__Exercise text__.
Fire David Brooks. Fire David Brooks Now!
Why oh why can't we have a better press corps? (Yet another New York Times should be deeply ashamed edition.)
Let's start with the reminiscences of Republican Svengali Lee Atwater:
Lee Atwater: As to the whole Southern strategy that Harry Dent and others put together in 1968, opposition to the Voting Rights Act would have been a central part of keeping the South. Now [the new Southern Strategy of Ronald Reagan] doesn’t have to do that. All you have to do to keep the South is for Reagan to run in place on the issues he’s campaigned on since 1964... and that’s fiscal conservatism, balancing the budget, cut taxes, you know, the whole cluster.... You start out in 1954 by saying, 'Nigger, nigger, nigger.' By 1968 you can't say 'nigger' - that hurts you. Backfires. So you say stuff like forced busing, states' rights and all that stuff. [And now] you're getting so abstract now [that] you're talking about cutting taxes, and all these things you're talking about are totally economic things and a byproduct of them is [that] blacks get hurt worse than whites. And subconsciously maybe that is part of it. I'm not saying that... obviously sitting around saying, 'We want to cut this,' is much more abstract than even the busing thing, and a hell of a lot more abstract than 'Nigger, nigger.'
However, it did not sound so 'abstract' when Reagan talked about the:
Chicago welfare queen... [who] has 80 names, 30 addresses, 12 Social Security cards and is collecting veterans' benefits on four nonexisting deceased husbands. And she's collecting Social Security on her cards. She's got Medicaid, getting food stamps and she is collecting welfare under each of her names. Her tax-free cash income alone is over $150,000...

__Point-per-instance localization data__.
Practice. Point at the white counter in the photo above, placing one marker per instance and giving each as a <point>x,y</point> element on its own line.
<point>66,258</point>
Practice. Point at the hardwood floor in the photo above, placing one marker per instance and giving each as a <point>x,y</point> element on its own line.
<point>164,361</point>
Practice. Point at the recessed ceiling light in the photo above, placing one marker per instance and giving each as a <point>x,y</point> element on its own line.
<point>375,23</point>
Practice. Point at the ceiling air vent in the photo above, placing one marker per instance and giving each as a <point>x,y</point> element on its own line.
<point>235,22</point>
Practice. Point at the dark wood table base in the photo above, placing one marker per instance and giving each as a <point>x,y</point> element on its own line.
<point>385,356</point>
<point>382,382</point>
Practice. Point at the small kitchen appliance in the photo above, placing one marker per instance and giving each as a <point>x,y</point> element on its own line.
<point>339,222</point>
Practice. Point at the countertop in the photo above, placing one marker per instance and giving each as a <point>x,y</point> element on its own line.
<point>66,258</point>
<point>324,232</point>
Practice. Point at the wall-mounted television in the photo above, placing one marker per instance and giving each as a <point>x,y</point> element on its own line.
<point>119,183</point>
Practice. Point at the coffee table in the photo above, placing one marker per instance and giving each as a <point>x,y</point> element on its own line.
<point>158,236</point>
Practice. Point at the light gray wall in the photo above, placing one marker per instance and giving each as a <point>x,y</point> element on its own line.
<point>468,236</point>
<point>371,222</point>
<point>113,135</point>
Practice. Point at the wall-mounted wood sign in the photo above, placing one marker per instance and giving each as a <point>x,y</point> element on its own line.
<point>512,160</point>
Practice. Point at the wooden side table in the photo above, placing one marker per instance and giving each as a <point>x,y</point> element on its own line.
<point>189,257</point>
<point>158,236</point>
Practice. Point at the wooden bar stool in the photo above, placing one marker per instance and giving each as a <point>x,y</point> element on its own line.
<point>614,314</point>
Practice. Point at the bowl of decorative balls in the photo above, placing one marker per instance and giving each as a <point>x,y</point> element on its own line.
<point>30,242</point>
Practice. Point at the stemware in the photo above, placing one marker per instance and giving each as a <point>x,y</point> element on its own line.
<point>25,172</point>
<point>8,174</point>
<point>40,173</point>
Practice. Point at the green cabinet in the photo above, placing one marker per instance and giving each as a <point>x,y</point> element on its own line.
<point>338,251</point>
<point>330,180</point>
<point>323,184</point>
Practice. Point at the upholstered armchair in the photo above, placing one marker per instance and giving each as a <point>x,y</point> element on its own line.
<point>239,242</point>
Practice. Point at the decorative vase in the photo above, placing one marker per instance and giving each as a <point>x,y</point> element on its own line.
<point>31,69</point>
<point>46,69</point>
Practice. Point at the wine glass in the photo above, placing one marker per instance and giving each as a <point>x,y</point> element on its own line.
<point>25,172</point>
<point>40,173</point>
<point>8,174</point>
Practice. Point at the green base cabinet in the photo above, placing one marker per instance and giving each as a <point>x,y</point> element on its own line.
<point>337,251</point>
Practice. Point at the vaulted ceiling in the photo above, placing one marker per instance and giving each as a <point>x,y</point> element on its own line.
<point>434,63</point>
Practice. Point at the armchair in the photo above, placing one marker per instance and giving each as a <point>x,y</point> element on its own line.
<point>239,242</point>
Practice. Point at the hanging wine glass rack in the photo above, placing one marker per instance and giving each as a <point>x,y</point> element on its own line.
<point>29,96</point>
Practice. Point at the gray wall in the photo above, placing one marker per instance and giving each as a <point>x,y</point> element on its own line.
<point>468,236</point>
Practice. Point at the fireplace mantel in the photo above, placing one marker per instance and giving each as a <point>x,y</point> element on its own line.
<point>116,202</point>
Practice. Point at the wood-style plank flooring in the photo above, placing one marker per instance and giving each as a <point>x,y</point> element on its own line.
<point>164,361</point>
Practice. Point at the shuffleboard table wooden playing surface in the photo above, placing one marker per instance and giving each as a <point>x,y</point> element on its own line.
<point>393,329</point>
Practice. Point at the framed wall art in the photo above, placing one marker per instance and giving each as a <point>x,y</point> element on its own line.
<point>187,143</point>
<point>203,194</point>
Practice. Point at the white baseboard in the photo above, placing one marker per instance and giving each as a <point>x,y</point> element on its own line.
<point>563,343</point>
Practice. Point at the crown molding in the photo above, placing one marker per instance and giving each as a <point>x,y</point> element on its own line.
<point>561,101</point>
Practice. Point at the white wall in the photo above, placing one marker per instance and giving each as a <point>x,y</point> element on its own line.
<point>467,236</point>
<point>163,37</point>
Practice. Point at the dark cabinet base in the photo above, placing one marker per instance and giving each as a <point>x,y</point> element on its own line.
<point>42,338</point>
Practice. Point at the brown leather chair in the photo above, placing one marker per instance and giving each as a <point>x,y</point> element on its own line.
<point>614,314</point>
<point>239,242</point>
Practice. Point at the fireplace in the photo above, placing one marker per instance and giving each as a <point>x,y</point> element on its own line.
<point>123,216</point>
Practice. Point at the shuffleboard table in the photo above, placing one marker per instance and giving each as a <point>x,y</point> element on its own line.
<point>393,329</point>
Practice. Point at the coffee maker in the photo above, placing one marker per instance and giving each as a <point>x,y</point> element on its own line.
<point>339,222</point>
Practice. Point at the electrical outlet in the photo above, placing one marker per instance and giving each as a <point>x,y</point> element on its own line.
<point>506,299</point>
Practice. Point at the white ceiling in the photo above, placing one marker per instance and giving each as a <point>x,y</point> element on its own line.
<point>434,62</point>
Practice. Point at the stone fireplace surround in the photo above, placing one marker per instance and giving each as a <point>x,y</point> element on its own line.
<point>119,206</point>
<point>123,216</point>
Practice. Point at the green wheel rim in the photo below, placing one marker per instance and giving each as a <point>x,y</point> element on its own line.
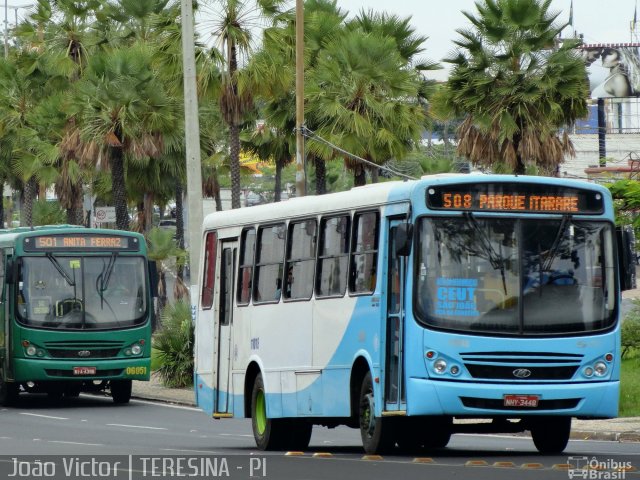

__Things to do__.
• 1. Summarize the post calling for David Brooks to be fired in two sentences.
• 2. According to the post calling for David Brooks to be fired, in what year did Harry Dent and others put together the Southern strategy?
• 3. Carry on the post calling for David Brooks to be fired from the point where it stops.

__Results for the exercise__.
• 1. The post demands that David Brooks be fired and quotes Lee Atwater explaining that the Southern strategy shifted from open racial slurs to talk of forced busing and states' rights, and then to abstract economic issues like tax cuts whose byproduct is that blacks are hurt worse than whites. It counters that this did not sound so abstract when Reagan described a Chicago welfare queen with 80 names, 30 addresses and 12 Social Security cards.

• 2. 1968.

• 3.
As Sidney Blumenthal writes:
Look Away, Dixieland: Reagan opposed the Civil Rights Act of 1964, opposed the Voting Rights Act of 1965 (calling it "humiliating to the South"), and ran for governor of California in 1966 promising to wipe the Fair Housing Act off the books. "If an individual wants to discriminate against Negroes or others in selling or renting his house," he said, "he has a right to do so."
Now comes David Brooks to say that mentioning any of this is a "calumny":
History and Calumny - New York Times:[T]he slur spreads... spread by people who, before making one of the most heinous charges imaginable, couldn’t even take 10 minutes to look at the evidence. It posits that there was a master conspiracy to play on the alleged Klan-like prejudices of American voters, when there is no evidence of that conspiracy. And, of course, in a partisan age there are always people eager to believe this stuff.
More of Brooks's context:
[Reagan, in Mississippi,] spoke mostly about inflation and the economy, but in the middle of a section on schools, he said this: “Programs like education and others should be turned back to the states and local communities with the tax sources to fund them. I believe in states’ rights. I believe in people doing as much as they can at the community level and the private level.”
The use of the phrase “states’ rights” didn’t spark any reaction in the crowd, but it led the coverage in The Times and The Post the next day....
It’s callous, at least, to use the phrase “states’ rights” in any context in Philadelphia. Reagan could have done something wonderful if he’d mentioned civil rights at the fair. He didn’t. And it’s obviously true that race played a role in the G.O.P.’s ascent.
Still, the agitprop version of this week--that Reagan opened his campaign with an appeal to racism--is a distortion, as honest investigators ranging from Bruce Bartlett, who worked for the Reagan administration and is the author of “Impostor: How George W. Bush Bankrupted America and Betrayed the Reagan Legacy,” to Kevin Drum, who writes for Washington Monthly, have concluded.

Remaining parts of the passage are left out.